• **Problems and tasks**:
**1.** From the festival guide, quote the passage starting at "Travel is straightforward." and ending at "into late-night exits.".
**2.** Write what comes next in the festival guide, picking up after its final sentence.

---------- Source document

What fans need to know
Dates, venues, age rules, and a few planning tips can make or break your weekend. Here’s the snapshot:
- Dates: Thursday 28 to Saturday 30 August 2025
- Location: Torquay, with The Foundry as the main site and additional grassroots venues nearby
- Headline news: Bob Vylan tops the new Thursday bill; Static Dress and Cancer Bats also set for that day
- Format: More than 45 artists across punk, hardcore, emo, metal, and alternative sounds
- Age policy: Over-14s only for entry
- Tickets: On sale now, following the lineup announcement
Because this is a multi-venue setup, plan for movement. Set-time clashes are part of the game, so circle your must-see acts and leave space to wander. The best moments at this kind of festival often happen in the middle slot at a smaller room, where a band you’ve only streamed once suddenly owns the night. Comfortable shoes and a quick route between venues help more than you think.
Travel is straightforward. Torquay has rail links through the South West, and once you’re in town, the festival footprint is compact enough to walk between most spots. Accommodation tends to tighten as August approaches, so booking early is smart if you’re traveling in. If you’re local, keep an eye on last-train times or share rides—Thursday’s new finish will push more people into late-night exits.

--------------------
---------- Supplied information

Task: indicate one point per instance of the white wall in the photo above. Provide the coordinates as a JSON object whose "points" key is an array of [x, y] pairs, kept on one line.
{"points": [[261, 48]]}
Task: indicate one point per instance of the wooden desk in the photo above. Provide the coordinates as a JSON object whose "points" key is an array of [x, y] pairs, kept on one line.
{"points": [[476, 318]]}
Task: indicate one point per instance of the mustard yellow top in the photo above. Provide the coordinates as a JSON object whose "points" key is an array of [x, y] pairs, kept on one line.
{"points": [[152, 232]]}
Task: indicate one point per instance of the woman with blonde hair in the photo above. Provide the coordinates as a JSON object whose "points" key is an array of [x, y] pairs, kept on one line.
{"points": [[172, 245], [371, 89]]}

--------------------

• **Solved tasks**:
**1.**
Travel is straightforward. Torquay has rail links through the South West, and once you’re in town, the festival footprint is compact enough to walk between most spots. Accommodation tends to tighten as August approaches, so booking early is smart if you’re traveling in. If you’re local, keep an eye on last-train times or share rides—Thursday’s new finish will push more people into late-night exits.

**2.**
Safety and access are treated like basics, not add-ons. Indoor festivals mean standard entry checks and venue teams that know their rooms. If you need step-free access or a quiet space to reset, ask at the door; smaller venues are used to working case by case and can often help on the spot. Ear protection is a good idea for anyone planning three straight days of high volume.
Economically, the extra day matters. A Thursday launch spreads crowds and spending into the shoulder of the weekend. For Torquay, that means fuller bars and restaurants on a night that’s usually quieter once summer holidays start to taper. For artists, it means more stage time across the bill and room for different sounds without cramming them all into two days.
For fans, the appeal is simple. Thursday offers a big-tent version of alternative music with a political edge and a party spirit. Friday and Saturday lean heavier for the pit regulars. Across all three, the through-line is intimacy: bands shoulder-to-shoulder with the crowd, short changeovers, and that pulse you only get when a room is packed not with casuals, but people who care.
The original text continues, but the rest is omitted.